DESCRIPTION OF THE TASK »
Starting at the line below that contains "Task: identify the van", print each line through the end of the records exactly as it appears.

Rows from a dataset »
***

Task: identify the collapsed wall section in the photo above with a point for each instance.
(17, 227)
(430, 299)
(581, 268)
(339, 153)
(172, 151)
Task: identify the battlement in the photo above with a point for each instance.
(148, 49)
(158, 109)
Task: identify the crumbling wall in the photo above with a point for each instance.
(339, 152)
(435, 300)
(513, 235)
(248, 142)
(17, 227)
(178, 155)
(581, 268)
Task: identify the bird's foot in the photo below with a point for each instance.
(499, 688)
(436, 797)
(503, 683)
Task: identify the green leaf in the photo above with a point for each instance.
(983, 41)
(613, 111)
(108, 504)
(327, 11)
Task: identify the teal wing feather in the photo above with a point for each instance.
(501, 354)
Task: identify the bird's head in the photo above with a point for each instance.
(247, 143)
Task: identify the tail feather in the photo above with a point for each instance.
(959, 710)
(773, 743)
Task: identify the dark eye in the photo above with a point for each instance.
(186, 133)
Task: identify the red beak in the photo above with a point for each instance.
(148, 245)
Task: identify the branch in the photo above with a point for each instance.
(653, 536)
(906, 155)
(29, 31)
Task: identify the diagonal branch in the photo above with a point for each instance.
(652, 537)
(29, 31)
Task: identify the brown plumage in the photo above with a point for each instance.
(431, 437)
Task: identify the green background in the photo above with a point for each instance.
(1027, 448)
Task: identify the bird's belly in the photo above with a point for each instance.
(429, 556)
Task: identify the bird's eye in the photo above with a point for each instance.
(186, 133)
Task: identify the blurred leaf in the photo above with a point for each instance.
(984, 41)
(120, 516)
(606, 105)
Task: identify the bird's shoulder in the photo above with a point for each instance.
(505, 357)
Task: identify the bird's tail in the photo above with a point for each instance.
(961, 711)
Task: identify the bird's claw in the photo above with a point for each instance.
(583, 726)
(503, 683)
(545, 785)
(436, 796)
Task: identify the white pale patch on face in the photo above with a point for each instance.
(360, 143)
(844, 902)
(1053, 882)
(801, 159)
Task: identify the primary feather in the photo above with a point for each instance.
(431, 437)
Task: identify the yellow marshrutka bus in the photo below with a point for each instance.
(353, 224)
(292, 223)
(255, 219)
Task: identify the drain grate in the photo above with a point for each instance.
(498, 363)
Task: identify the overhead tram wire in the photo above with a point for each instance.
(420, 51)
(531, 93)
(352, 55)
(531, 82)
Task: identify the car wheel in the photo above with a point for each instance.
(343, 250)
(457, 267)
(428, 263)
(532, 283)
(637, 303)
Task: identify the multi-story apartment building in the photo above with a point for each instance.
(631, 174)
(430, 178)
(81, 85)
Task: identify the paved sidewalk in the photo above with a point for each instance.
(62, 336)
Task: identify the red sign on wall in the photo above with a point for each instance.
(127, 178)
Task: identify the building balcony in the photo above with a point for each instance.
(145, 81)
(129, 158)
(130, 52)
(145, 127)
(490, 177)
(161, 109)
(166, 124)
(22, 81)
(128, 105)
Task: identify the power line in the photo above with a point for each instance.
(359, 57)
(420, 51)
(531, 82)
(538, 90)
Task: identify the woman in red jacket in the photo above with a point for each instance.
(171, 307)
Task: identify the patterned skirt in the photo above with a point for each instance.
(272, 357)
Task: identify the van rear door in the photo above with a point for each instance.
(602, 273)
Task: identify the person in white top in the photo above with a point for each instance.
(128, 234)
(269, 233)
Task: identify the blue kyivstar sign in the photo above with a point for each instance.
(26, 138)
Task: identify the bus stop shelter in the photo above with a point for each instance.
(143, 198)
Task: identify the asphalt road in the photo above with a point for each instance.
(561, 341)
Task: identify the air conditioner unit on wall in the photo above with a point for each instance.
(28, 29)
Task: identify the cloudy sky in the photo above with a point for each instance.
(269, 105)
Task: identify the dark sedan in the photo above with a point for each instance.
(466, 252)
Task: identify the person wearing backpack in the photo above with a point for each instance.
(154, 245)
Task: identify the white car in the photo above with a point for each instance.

***

RESPONSE BELOW »
Task: identify the van rear door in the photo above with a point for each instance.
(602, 273)
Task: identify the person in white top in the photo above with a point for each instance.
(128, 234)
(269, 233)
Task: identify the blue kyivstar sign in the photo above with a point for each instance.
(26, 138)
Task: identify the bus stop shelter in the photo above with a point for each instance.
(143, 198)
Task: identify the asphalt road in the photo above with a point for each instance.
(561, 341)
Task: identify the air conditioner unit on wall in the photo above with a point for each instance.
(28, 29)
Task: identify the cloudy sky in the photo above with a point for each instance.
(269, 105)
Task: identify the dark sedan in the photo above with a point for each instance.
(466, 252)
Task: identify the person wearing backpack in the photo above with a point for each instance.
(154, 245)
Task: identify the white car in the photo above with a point for each instance.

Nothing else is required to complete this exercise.